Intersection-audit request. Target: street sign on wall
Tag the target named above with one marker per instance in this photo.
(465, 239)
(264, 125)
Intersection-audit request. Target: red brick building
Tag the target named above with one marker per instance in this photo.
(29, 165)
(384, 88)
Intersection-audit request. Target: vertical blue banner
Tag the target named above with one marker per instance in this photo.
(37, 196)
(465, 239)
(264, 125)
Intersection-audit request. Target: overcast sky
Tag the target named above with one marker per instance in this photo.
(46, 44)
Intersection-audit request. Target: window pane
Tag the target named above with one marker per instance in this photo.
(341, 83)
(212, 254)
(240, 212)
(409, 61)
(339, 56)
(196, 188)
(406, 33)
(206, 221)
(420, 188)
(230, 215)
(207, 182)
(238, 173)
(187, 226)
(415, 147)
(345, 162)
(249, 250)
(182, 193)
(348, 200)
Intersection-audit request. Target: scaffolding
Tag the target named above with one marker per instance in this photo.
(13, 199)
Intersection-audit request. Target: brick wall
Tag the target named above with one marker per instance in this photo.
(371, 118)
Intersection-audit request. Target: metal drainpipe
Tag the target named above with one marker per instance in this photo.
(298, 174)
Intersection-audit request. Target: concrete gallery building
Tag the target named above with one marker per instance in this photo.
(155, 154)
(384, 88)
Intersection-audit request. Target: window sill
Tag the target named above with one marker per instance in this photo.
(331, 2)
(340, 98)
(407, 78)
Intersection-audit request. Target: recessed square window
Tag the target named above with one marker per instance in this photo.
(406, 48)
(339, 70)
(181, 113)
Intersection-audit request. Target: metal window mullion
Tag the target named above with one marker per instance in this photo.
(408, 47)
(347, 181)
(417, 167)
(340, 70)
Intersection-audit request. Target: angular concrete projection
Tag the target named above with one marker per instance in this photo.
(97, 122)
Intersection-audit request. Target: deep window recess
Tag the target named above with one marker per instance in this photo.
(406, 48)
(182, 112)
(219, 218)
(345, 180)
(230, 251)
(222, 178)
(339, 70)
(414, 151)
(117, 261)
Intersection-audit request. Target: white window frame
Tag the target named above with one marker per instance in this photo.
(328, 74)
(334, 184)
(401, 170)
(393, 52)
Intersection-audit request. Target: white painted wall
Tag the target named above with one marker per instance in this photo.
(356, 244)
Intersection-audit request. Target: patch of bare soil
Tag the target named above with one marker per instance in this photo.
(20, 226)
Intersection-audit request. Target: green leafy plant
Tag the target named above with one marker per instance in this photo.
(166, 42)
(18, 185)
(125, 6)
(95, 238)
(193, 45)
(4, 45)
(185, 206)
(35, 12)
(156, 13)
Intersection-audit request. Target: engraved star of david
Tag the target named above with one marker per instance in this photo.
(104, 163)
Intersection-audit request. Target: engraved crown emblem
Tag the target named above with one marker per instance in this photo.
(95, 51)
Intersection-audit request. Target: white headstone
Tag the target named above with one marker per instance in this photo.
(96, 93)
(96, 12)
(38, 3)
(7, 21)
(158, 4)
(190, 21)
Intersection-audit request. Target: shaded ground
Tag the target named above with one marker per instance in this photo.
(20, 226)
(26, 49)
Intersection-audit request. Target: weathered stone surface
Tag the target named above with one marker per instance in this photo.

==================================================

**TO BE DONE:** Restate all of the entries above precisely.

**TASK ANSWER:**
Intersection-audit request. Target: street sign on wall
Tag the target named above with one marker per instance in this photo.
(465, 239)
(264, 125)
Intersection-audit request. Target: red brick building
Tag the target named above with one marker per instance in this photo.
(29, 165)
(384, 88)
Intersection-audit request. Target: vertical blue banner
Tag the target named above with one marker per instance in this photo.
(37, 196)
(465, 239)
(264, 125)
Intersection-audit request. Target: overcast sky
Tag the target named above with one marker per instance in this photo.
(46, 44)
Intersection-audit request. Target: window pane
Tag the target named above with one marker per instance in this photo.
(341, 83)
(212, 254)
(240, 212)
(409, 61)
(339, 56)
(196, 188)
(406, 33)
(206, 221)
(420, 188)
(230, 215)
(207, 182)
(238, 173)
(187, 226)
(415, 147)
(345, 162)
(249, 250)
(182, 193)
(348, 200)
Intersection-audit request. Target: scaffolding
Tag the target named above with one marker per instance in this photo.
(13, 199)
Intersection-audit request. Target: brick wall
Tag the target named above with one marker per instance in this photo.
(371, 118)
Intersection-audit request. Target: metal drainpipe
Tag the target named above with one marker per instance in this photo.
(298, 174)
Intersection-audit request. Target: concrete gallery building
Tag the target named above with one marker per instance in this photo.
(155, 154)
(384, 88)
Intersection-audit request. Target: window sill
Tag the target named above with one marker per instance in this photo.
(331, 2)
(340, 98)
(407, 78)
Intersection-audit request. Target: recessed square window
Tag the target named above with one marker per instance in this photo.
(406, 48)
(339, 70)
(181, 113)
Intersection-audit request. Target: metal window mullion
Tag the target named above with one marker per instance in this photo.
(408, 47)
(347, 181)
(417, 167)
(340, 70)
Intersection-audit request. Target: angular concrete projection
Tag the target named above with one marker per instance in this photo.
(97, 122)
Intersection-audit request. Target: deep window recess
Tag the target named above with one marker per instance in this photo.
(406, 48)
(182, 112)
(219, 218)
(345, 180)
(230, 251)
(222, 178)
(339, 70)
(414, 151)
(117, 261)
Intersection-audit request. Target: white window frame
Tag the target named above with one marker per instance in this photo.
(328, 74)
(334, 184)
(401, 170)
(393, 52)
Intersection-audit request. Target: white painted wall
Tag the target named above with one marker per instance in this photo.
(356, 244)
Intersection-audit request. Target: patch of bare soil
Tag the target named above with one marker per instance in this photo.
(20, 226)
Intersection-audit request. Target: green leafy plant
Tag the target named above with one marker per instance in this photo.
(166, 42)
(18, 185)
(125, 6)
(95, 238)
(193, 45)
(4, 45)
(185, 206)
(35, 12)
(156, 13)
Intersection-audit request. Target: engraved star of david
Tag the target named above with one marker per instance in this photo.
(104, 163)
Intersection-audit request. Target: engraved crown emblem
Tag the target named above with one marker per instance in this photo.
(95, 51)
Intersection-audit request. Target: white headstone
Tag the target named above with one marker per instance in this photo.
(96, 93)
(96, 12)
(38, 3)
(7, 21)
(158, 4)
(190, 21)
Intersection-audit request. Target: shaded ground
Tag the target named above with one marker per instance in this photo.
(20, 226)
(26, 49)
Intersection-audit request. Target: weathered stone surface
Tag the target named above with one marker per instance in this photo.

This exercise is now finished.